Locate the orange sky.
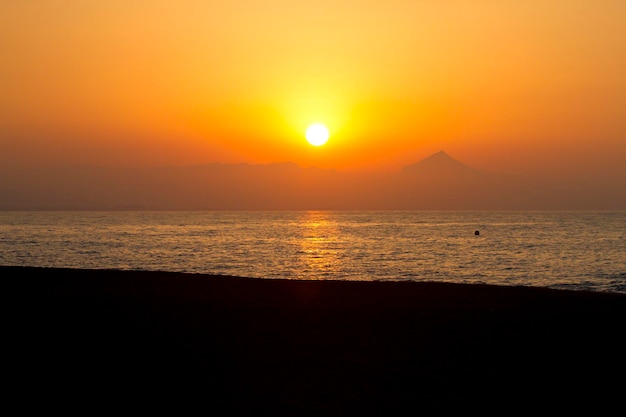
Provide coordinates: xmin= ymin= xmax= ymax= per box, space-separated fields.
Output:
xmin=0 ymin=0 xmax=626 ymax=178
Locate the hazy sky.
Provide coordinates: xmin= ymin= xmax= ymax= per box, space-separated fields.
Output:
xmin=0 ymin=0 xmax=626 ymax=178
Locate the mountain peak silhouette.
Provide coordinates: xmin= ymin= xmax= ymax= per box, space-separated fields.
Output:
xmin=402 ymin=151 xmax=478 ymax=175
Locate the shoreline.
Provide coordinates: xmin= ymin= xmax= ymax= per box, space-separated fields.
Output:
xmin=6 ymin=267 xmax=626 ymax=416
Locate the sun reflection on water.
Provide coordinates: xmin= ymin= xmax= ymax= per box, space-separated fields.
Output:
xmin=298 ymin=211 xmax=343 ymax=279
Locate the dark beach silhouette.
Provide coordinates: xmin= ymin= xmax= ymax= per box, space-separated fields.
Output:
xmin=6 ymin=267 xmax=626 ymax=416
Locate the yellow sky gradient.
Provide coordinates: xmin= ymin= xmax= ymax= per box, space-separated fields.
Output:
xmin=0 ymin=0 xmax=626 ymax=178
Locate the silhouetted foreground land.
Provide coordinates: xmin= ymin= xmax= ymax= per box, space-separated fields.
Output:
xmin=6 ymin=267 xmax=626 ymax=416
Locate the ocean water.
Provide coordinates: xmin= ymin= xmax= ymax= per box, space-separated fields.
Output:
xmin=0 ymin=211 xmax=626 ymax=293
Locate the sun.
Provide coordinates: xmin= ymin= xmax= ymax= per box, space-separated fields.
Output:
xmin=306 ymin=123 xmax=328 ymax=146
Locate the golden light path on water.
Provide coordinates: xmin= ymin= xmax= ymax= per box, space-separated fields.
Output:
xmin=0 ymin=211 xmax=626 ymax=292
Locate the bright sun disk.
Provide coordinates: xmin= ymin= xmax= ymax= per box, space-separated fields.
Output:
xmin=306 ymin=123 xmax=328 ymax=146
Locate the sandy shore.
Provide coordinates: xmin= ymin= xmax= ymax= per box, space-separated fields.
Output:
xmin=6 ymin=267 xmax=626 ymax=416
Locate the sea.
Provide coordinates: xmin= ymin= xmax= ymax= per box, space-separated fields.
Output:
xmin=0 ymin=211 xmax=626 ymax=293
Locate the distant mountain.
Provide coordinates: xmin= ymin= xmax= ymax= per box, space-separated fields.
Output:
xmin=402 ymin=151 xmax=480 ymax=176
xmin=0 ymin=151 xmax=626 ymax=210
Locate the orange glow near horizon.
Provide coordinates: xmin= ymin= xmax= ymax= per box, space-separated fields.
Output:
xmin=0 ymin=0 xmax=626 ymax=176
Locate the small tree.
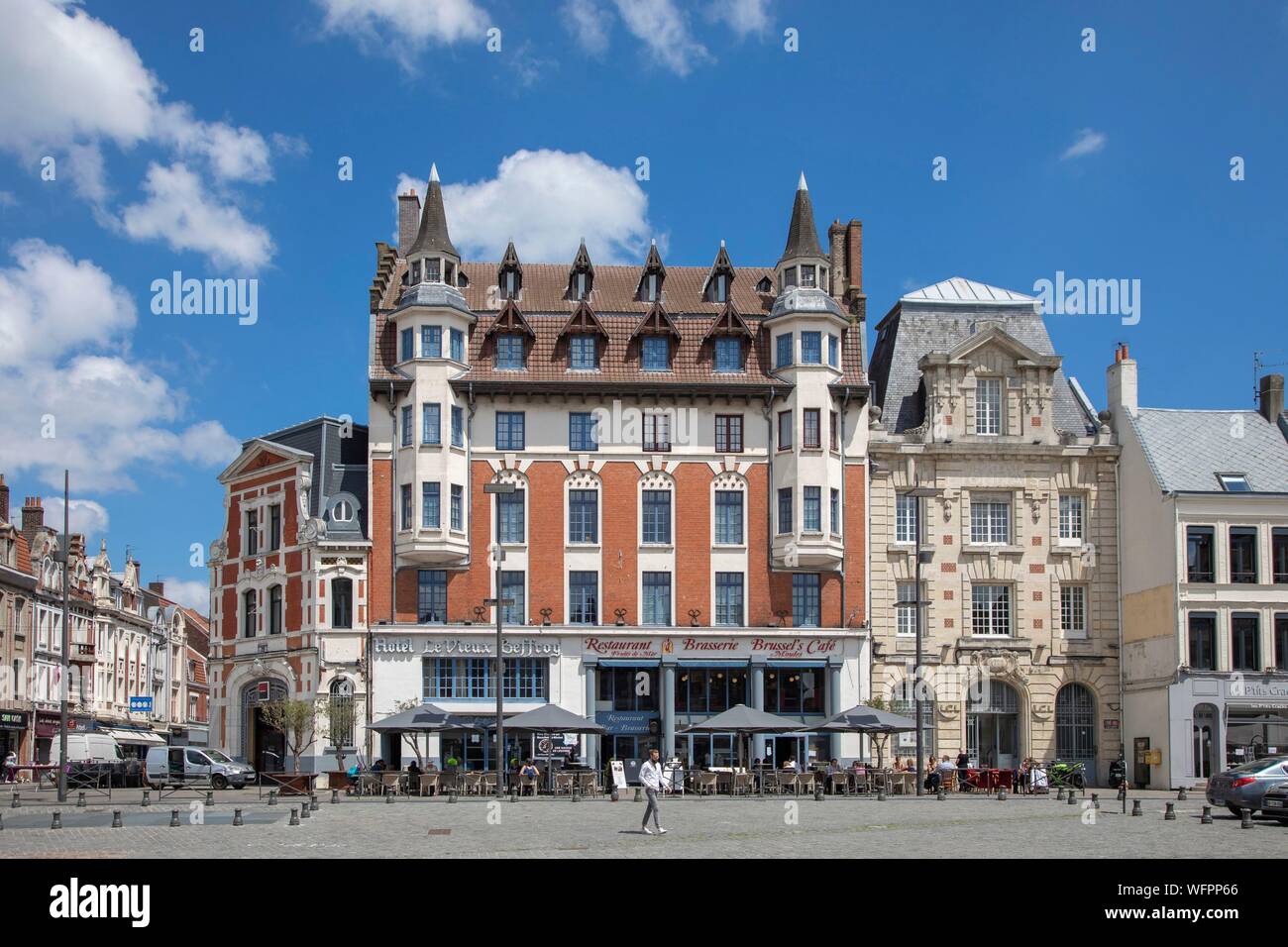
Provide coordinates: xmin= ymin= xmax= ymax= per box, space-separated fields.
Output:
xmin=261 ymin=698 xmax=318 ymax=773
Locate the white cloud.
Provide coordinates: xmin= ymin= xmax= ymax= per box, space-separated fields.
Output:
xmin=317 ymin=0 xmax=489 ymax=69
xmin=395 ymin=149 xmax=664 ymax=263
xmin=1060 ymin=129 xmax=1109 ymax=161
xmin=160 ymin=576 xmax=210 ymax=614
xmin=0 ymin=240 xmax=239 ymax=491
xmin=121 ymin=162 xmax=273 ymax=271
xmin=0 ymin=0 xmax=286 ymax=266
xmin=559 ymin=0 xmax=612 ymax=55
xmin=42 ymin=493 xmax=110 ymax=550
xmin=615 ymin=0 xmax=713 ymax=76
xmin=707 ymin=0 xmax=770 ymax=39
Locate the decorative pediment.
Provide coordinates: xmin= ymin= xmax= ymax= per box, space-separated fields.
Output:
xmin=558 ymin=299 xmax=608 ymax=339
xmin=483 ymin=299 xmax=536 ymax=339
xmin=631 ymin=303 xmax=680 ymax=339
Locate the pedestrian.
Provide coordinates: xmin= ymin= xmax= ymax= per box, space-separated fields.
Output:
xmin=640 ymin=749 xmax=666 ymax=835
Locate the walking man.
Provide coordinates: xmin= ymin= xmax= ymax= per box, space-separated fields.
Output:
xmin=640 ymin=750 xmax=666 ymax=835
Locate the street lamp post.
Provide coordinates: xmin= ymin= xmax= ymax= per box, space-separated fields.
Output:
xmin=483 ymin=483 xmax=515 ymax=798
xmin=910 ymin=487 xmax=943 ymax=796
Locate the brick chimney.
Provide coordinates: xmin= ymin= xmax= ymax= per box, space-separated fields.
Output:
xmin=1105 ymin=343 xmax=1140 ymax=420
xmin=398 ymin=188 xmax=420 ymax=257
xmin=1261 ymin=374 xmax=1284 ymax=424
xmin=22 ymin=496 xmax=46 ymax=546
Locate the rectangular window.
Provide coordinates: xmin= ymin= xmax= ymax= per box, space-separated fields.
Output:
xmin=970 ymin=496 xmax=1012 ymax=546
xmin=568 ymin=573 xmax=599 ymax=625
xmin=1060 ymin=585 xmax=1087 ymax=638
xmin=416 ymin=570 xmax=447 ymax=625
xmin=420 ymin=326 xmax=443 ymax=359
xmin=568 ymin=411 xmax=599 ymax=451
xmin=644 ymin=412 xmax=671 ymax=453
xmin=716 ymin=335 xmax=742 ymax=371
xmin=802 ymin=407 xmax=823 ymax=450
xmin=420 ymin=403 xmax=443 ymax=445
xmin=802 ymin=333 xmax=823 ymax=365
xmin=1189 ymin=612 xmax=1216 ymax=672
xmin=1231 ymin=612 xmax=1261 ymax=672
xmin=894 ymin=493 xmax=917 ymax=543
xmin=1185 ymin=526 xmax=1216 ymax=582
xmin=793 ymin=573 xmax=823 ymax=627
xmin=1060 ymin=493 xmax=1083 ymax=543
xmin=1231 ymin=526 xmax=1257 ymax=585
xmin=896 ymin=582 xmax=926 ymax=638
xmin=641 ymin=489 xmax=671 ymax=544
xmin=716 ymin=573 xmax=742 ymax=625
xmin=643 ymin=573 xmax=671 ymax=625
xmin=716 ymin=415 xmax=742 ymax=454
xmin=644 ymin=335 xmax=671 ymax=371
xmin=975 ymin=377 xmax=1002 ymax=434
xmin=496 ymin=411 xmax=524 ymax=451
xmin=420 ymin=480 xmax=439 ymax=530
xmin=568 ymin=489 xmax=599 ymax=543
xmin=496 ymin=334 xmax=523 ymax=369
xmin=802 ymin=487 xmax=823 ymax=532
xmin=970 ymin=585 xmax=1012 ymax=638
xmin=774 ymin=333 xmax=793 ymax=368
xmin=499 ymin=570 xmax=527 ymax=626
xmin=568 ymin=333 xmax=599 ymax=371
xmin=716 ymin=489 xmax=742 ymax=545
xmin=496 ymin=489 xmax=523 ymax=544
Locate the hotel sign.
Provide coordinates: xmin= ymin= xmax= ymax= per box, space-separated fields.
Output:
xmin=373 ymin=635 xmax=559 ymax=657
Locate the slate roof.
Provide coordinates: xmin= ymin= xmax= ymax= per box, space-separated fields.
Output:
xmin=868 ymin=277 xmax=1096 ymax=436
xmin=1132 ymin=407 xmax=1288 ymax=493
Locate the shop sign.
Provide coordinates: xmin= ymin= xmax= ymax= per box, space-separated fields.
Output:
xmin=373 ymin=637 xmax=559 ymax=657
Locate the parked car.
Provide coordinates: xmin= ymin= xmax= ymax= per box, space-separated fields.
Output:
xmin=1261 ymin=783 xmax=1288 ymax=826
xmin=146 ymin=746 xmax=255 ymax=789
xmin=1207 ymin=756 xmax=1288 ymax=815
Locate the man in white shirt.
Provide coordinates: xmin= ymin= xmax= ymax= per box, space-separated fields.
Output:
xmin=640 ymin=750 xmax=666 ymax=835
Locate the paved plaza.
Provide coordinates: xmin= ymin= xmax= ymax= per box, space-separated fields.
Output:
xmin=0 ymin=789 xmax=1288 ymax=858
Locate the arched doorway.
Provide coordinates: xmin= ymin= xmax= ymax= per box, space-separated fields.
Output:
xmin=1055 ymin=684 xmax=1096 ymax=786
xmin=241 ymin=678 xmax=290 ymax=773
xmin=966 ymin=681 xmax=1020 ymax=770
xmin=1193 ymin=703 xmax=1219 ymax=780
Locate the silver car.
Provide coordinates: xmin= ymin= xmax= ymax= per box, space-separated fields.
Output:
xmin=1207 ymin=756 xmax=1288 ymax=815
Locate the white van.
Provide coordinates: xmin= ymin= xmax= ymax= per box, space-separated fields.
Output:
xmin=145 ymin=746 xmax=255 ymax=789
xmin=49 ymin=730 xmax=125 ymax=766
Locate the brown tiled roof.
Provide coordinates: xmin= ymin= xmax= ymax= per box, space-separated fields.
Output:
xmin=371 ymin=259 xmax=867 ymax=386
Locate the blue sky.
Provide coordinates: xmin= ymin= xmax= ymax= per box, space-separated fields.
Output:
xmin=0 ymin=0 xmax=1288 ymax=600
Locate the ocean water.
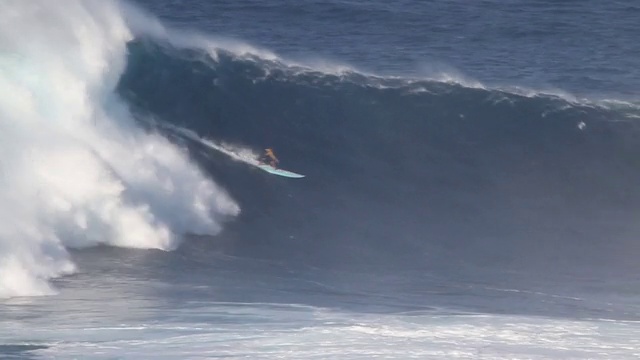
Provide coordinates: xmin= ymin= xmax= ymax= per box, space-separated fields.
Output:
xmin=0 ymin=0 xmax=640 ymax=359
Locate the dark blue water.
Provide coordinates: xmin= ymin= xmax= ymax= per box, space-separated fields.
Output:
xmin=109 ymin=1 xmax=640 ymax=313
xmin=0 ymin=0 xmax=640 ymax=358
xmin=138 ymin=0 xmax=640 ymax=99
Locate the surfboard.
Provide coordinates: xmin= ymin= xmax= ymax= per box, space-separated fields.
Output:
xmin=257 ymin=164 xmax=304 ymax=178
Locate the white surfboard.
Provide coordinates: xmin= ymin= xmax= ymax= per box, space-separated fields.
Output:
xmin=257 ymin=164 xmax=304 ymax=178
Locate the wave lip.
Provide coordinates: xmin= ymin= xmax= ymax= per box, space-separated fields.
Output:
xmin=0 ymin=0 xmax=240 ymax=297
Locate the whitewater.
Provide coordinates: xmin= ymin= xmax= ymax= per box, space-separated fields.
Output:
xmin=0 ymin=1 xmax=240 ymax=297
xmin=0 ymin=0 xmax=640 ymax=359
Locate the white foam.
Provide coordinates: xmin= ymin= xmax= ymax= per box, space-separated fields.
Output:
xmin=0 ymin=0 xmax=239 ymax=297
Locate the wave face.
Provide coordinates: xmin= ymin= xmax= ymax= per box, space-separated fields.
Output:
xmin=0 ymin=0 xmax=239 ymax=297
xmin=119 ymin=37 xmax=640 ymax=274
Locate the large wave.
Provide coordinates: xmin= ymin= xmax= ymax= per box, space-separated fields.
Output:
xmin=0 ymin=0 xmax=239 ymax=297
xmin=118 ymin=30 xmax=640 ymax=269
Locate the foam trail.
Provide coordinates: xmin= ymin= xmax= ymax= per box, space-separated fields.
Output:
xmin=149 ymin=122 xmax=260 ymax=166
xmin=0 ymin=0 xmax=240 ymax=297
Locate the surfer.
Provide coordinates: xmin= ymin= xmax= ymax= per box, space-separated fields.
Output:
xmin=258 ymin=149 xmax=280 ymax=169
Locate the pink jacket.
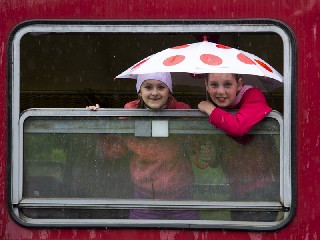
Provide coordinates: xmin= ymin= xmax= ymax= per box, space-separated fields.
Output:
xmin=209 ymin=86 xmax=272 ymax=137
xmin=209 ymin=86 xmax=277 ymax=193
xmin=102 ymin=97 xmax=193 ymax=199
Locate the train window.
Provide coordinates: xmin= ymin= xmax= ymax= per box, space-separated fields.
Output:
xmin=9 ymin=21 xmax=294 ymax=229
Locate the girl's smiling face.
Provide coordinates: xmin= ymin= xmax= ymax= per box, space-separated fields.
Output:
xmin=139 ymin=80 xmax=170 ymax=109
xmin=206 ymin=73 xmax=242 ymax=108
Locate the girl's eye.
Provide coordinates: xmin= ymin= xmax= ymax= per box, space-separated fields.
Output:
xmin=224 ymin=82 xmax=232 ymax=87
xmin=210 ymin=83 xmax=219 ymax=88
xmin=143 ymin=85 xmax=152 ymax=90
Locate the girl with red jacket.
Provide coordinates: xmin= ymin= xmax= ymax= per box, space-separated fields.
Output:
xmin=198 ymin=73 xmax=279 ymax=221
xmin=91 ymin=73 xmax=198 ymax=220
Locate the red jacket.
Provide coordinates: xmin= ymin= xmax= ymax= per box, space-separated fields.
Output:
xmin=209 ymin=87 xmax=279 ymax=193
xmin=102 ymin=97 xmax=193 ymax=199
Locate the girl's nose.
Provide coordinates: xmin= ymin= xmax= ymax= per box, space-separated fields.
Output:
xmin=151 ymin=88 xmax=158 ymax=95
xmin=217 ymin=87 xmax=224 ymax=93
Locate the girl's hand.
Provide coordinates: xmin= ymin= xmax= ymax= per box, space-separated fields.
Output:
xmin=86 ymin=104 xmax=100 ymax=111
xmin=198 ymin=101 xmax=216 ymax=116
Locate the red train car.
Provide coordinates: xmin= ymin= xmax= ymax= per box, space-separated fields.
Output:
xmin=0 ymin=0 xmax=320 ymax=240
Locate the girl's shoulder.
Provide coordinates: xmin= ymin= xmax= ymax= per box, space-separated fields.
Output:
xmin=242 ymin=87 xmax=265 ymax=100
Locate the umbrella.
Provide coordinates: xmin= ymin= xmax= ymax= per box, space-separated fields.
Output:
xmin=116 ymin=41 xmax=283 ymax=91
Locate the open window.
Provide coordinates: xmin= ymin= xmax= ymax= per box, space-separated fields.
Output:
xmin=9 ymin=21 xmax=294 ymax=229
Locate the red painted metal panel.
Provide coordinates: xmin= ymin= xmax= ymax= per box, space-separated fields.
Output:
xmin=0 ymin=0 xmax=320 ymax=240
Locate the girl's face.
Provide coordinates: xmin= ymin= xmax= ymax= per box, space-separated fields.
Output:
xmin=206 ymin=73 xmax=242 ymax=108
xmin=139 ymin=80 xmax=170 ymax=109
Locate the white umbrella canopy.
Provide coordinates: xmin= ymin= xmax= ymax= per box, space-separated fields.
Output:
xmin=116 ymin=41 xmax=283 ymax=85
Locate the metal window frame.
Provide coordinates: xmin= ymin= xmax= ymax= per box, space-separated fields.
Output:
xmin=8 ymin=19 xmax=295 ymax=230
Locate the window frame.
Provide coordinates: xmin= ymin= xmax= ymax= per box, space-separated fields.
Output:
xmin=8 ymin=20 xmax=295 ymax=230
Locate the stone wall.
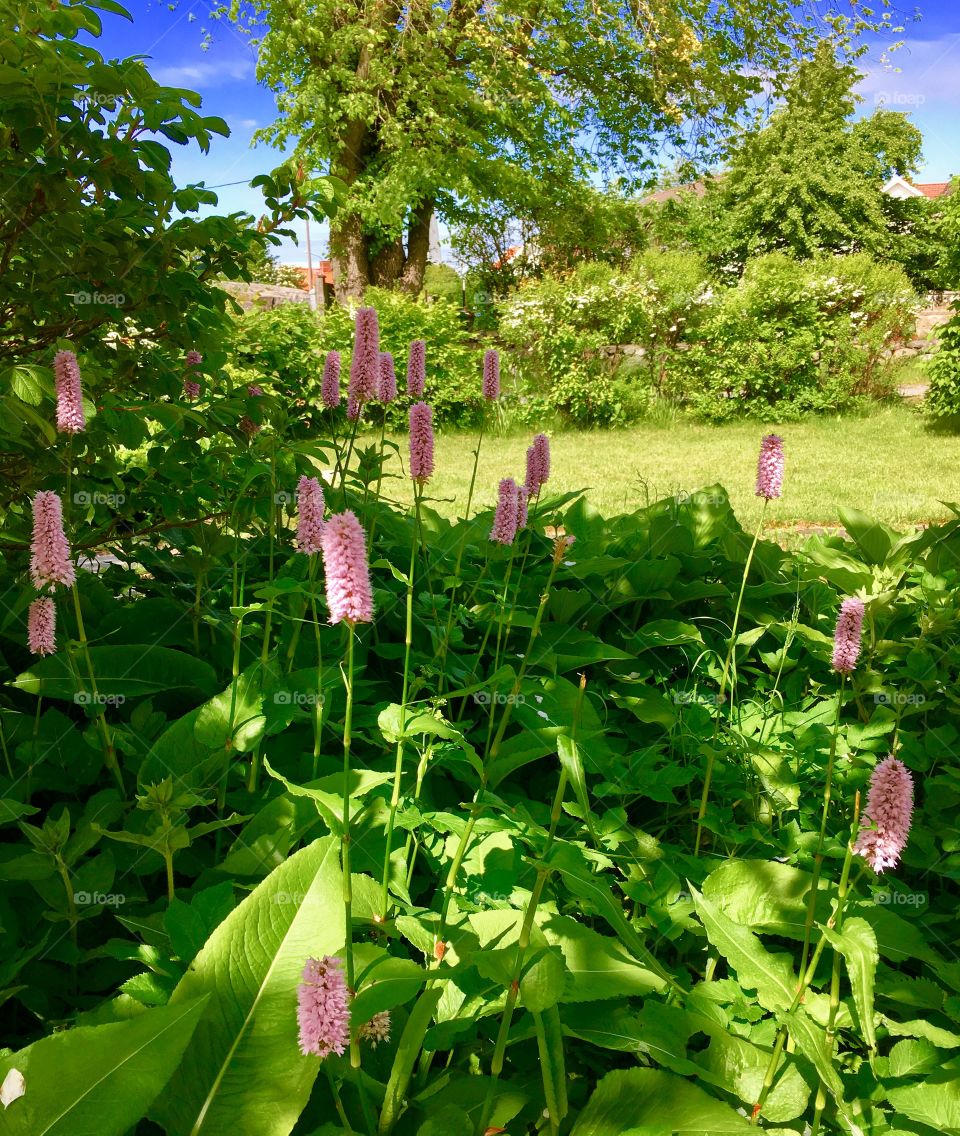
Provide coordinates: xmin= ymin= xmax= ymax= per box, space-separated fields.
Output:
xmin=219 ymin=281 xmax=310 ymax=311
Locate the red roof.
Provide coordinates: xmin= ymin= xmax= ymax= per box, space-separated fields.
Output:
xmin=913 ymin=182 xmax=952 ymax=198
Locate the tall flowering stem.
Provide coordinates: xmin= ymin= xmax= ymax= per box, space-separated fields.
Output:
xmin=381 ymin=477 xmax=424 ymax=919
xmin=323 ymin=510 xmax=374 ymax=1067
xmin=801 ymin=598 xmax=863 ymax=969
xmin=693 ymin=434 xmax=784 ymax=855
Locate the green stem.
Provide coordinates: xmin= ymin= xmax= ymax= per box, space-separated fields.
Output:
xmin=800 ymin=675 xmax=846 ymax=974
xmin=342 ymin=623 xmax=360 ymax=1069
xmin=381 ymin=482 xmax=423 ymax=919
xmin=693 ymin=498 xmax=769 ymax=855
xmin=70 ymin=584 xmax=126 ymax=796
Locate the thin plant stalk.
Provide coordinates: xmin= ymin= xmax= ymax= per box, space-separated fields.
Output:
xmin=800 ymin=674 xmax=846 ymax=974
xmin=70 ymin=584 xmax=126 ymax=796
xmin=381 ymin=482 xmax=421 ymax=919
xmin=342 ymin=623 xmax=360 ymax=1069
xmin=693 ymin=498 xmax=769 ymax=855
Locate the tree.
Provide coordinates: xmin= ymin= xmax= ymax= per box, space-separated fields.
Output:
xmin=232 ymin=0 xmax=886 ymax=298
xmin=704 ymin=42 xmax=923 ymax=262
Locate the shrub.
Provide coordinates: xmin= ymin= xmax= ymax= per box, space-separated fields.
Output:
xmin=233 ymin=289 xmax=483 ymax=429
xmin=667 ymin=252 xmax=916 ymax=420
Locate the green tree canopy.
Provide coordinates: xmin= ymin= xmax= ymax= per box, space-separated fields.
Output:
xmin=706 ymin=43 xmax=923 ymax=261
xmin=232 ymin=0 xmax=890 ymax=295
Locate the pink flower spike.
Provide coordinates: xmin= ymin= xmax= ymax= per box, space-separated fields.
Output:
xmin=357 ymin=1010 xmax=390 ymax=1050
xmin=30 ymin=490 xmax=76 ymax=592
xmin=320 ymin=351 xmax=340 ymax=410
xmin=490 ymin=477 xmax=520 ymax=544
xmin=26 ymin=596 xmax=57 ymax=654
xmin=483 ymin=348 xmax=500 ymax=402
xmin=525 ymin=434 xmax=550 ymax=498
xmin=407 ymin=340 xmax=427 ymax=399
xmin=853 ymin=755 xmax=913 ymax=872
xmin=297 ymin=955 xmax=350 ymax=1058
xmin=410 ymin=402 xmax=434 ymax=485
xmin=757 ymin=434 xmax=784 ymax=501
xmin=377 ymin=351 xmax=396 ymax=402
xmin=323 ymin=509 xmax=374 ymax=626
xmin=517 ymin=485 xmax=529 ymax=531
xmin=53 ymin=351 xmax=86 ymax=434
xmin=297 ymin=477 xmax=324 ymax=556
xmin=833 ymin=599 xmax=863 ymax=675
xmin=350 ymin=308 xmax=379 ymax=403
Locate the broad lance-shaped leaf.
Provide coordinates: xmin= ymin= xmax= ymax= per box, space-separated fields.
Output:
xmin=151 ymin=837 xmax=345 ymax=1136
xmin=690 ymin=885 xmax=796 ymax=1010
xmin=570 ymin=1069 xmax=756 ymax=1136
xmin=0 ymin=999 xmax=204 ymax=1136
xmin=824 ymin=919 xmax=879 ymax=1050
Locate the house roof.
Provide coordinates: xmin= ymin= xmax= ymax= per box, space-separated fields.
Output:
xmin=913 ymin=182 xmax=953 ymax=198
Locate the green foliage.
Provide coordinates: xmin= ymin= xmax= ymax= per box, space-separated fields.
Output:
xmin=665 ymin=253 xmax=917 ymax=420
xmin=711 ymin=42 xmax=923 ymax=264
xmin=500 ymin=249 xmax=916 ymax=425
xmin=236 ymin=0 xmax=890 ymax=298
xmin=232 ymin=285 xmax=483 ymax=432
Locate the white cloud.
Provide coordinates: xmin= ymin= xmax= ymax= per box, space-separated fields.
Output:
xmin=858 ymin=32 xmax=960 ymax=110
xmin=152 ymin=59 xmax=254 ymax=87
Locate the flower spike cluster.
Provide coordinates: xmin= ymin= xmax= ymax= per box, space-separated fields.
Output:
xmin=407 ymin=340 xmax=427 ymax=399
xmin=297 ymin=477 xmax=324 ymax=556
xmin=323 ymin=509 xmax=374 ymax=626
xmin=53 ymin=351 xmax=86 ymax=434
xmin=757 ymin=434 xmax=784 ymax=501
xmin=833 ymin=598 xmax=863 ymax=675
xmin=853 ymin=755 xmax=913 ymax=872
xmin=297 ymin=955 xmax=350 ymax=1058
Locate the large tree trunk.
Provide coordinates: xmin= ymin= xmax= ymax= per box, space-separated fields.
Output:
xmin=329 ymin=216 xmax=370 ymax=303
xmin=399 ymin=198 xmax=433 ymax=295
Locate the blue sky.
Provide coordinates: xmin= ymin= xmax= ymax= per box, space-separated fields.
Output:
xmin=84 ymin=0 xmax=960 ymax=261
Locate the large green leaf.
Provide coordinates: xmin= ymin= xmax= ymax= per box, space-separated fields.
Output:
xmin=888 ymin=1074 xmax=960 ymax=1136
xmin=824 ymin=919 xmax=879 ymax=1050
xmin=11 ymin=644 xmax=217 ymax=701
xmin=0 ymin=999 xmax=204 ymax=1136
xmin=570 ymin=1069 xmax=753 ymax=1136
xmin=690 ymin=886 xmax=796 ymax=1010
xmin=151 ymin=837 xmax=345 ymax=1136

■ ■ ■ ■ ■

Task to complete:
Reproduce the rows from the line with "Locate the brown tiled roof." to the line with "xmin=138 ymin=0 xmax=640 ymax=99", replacing "brown tiled roof" with "terracotta roof" and leaving all else unchanged. Omit the pictures from your answer.

Written response:
Locate the terracotta roof.
Provide coordinates: xmin= ymin= xmax= ymax= per box, space-separated fields.
Output:
xmin=371 ymin=259 xmax=867 ymax=386
Locate the blue sky.
Provide coordinates: xmin= ymin= xmax= ymax= per box, space-separated fields.
Output:
xmin=0 ymin=0 xmax=1288 ymax=600
Locate the ocean water.
Provide coordinates: xmin= ymin= xmax= ymax= per box, space-separated fields.
Output:
xmin=0 ymin=0 xmax=640 ymax=359
Locate the dark blue water.
Provide coordinates: xmin= ymin= xmax= ymax= per box, space-separated fields.
Output:
xmin=109 ymin=1 xmax=640 ymax=313
xmin=0 ymin=0 xmax=640 ymax=358
xmin=138 ymin=0 xmax=640 ymax=99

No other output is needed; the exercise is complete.